**The request**
Please reproduce the material below word for word, leaving out the pictures.

**Entries shown**
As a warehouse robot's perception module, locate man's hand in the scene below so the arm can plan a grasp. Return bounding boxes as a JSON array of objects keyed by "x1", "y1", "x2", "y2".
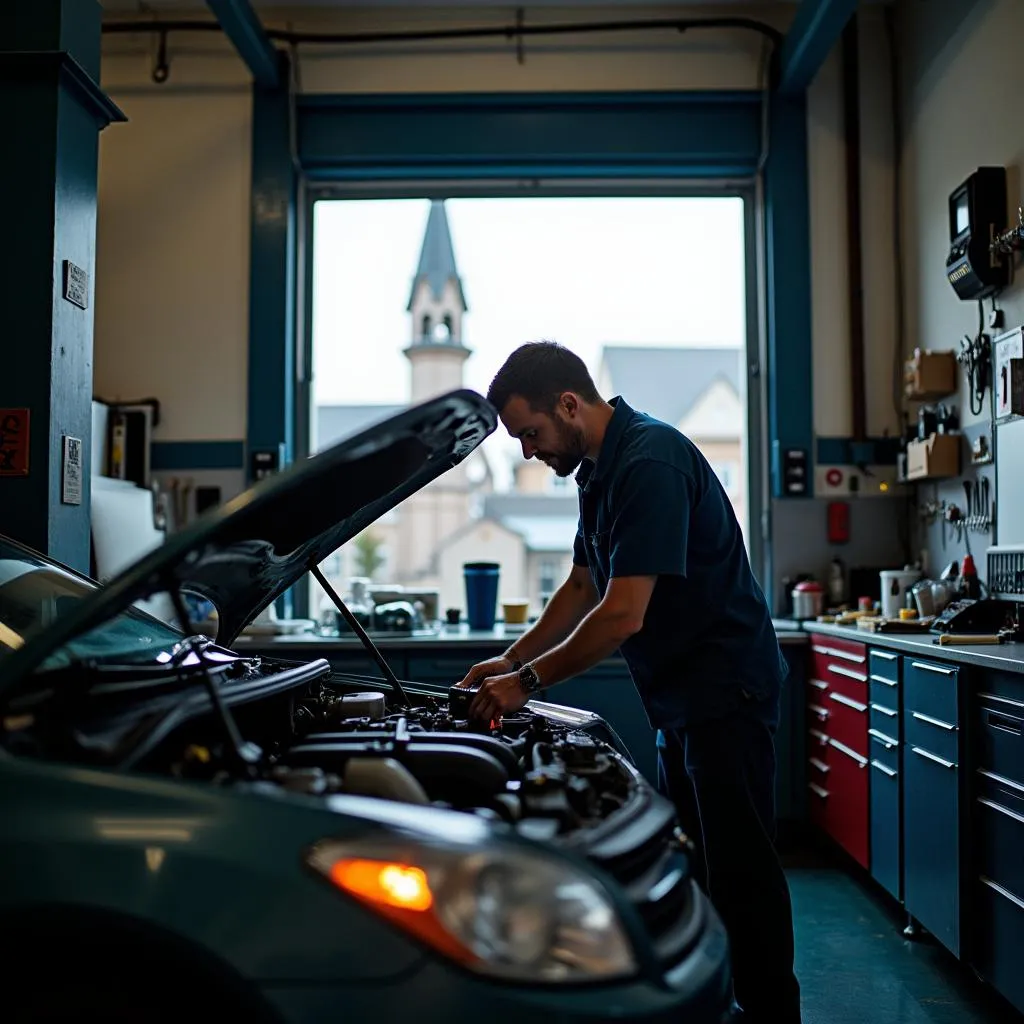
[
  {"x1": 469, "y1": 672, "x2": 529, "y2": 722},
  {"x1": 456, "y1": 654, "x2": 512, "y2": 686}
]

**Answer to this exercise**
As a warehouse robot's perception module, locate man's hand in the scene below so the arm can plan a grasp. Return bounding boxes as a JSON array of objects keyed by "x1", "y1", "x2", "y2".
[
  {"x1": 469, "y1": 672, "x2": 529, "y2": 722},
  {"x1": 456, "y1": 654, "x2": 512, "y2": 686}
]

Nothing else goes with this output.